What is needed - Quote the records word for word, starting at the line that contains "the white building" and ending with the line that contains "the general's eye".

============

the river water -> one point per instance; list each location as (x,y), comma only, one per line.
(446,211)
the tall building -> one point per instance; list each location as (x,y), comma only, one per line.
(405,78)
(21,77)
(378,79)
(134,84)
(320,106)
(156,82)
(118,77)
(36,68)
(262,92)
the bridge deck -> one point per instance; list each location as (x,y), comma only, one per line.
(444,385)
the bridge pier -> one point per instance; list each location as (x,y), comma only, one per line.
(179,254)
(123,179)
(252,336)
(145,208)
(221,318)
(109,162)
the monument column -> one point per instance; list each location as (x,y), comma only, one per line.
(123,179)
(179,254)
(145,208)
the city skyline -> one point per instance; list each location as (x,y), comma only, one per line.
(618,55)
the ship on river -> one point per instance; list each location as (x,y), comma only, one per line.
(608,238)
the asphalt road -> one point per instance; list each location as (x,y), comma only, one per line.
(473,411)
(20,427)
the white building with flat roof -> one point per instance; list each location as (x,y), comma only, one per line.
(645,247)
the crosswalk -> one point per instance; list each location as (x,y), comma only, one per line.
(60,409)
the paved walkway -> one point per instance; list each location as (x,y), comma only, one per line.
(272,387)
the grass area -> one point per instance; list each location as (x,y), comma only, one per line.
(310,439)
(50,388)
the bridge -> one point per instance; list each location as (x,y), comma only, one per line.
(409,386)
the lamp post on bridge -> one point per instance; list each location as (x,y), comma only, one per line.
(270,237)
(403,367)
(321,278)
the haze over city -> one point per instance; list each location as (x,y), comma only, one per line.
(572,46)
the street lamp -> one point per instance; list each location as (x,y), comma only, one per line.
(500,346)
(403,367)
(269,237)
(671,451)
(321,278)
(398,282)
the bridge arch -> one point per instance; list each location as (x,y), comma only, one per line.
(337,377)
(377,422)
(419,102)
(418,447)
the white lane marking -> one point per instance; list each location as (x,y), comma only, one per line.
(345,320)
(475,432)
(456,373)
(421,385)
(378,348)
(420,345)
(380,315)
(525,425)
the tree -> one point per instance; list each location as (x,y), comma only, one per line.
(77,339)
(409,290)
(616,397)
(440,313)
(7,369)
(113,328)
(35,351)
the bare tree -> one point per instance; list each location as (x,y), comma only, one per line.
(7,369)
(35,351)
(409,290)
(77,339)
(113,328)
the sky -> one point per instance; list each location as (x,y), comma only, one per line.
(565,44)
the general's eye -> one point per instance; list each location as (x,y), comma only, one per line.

============

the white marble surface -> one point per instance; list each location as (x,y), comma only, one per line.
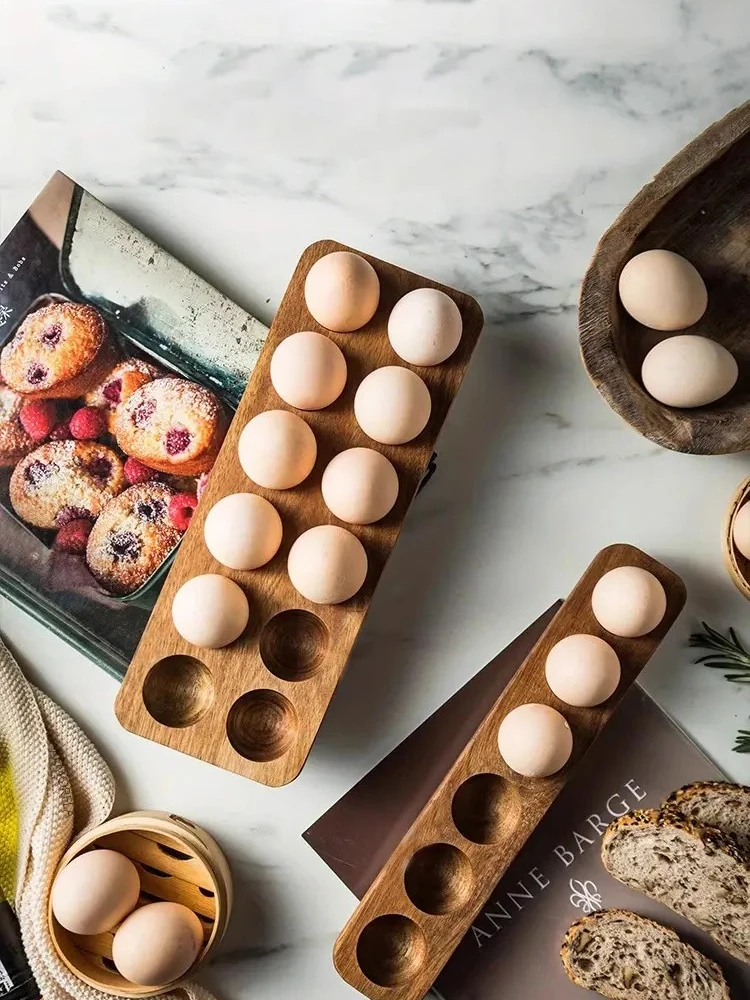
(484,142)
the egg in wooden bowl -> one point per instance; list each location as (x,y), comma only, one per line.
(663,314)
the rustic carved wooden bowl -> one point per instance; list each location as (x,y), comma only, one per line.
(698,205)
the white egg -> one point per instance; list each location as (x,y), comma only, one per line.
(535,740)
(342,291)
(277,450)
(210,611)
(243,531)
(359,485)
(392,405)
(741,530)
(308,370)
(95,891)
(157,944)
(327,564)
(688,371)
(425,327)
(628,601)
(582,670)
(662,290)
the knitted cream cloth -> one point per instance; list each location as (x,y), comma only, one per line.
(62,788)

============

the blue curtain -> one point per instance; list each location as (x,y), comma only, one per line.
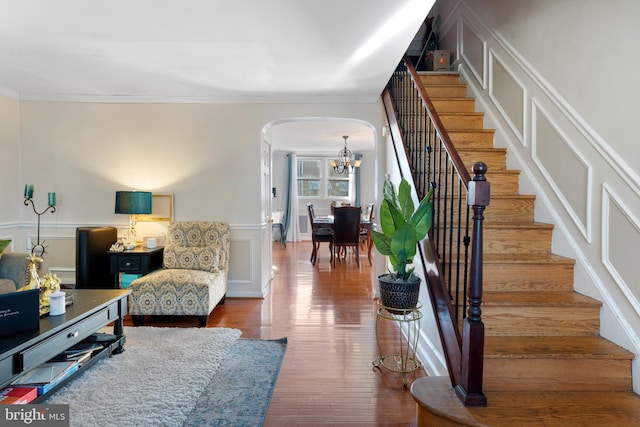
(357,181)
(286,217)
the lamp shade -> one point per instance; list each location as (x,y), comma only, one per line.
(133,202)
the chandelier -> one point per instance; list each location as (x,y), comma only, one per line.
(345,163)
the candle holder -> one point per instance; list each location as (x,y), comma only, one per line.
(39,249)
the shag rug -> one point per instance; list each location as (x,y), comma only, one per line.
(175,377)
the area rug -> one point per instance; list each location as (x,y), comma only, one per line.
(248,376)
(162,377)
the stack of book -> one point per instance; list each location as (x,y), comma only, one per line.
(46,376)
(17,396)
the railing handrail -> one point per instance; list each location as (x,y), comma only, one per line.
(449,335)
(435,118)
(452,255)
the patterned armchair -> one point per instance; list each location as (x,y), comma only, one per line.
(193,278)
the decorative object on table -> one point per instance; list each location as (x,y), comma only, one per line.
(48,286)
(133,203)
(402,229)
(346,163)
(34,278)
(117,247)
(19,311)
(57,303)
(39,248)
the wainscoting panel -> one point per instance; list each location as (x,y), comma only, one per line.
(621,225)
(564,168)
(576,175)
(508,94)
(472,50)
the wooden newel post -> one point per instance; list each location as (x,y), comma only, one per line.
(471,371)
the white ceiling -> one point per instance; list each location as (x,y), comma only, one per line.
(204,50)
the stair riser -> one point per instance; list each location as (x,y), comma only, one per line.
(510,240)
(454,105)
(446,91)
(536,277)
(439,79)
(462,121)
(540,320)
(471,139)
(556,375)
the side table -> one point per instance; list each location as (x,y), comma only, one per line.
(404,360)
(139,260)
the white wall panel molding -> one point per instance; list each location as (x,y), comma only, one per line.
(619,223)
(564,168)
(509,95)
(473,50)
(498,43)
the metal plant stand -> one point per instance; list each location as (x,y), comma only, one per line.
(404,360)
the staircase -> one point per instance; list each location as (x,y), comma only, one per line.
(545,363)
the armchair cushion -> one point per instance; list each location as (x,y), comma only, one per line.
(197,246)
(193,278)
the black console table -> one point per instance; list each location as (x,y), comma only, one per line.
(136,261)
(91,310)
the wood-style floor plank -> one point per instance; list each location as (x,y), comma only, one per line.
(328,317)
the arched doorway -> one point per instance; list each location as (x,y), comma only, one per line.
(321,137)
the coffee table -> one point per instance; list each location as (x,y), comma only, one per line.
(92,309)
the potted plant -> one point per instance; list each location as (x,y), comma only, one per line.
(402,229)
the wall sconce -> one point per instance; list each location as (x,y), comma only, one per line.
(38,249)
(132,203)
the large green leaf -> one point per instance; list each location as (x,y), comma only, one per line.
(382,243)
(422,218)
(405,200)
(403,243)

============

Reply to the task -
the white building with flat roof -> one point per instance; list each location as (x,y), comma only, one per line.
(645,247)
the crosswalk -> one point per instance; list each location as (x,y), comma only, one per line.
(60,409)
the paved walkway -> one point per instance; list each location as (x,y), comma only, one per line.
(272,387)
the grass area -> one point per instance; list each location as (x,y), comma only, one per line.
(310,439)
(50,388)
the bridge -> one point per instance; list each location as (x,y), comma only, one per line.
(409,386)
the lamp post on bridge -> one point per instance; list each location as (x,y), comma only, one per line.
(270,237)
(403,367)
(321,278)
the haze over city -> one point per instance; list each location as (x,y), comma only, one per line.
(572,46)
the street lamp -> one point per instance; list each location as (x,y), comma only, one per line.
(500,346)
(403,367)
(269,237)
(671,451)
(321,278)
(398,282)
the bridge arch -> one point per instance; list each location as (x,y), comma only, one per line.
(337,377)
(377,422)
(419,102)
(418,447)
the white lane marking -> one point per instance; list each location as (x,y), comma only, one per line.
(345,320)
(475,432)
(456,373)
(421,385)
(378,348)
(420,345)
(380,315)
(525,425)
the tree -> one point per instance; list each location as (x,y), comma only, one per line.
(77,339)
(409,290)
(616,397)
(440,313)
(7,369)
(113,328)
(35,351)
the bare tree -> one point per instance; list each location as (x,y), comma only, one per line.
(7,369)
(35,351)
(409,290)
(77,339)
(113,328)
the sky -> one point per instance; list each location as (x,y), comma only, one per line.
(565,44)
the general's eye -> one point per instance; list each location as (x,y), comma only, one per line.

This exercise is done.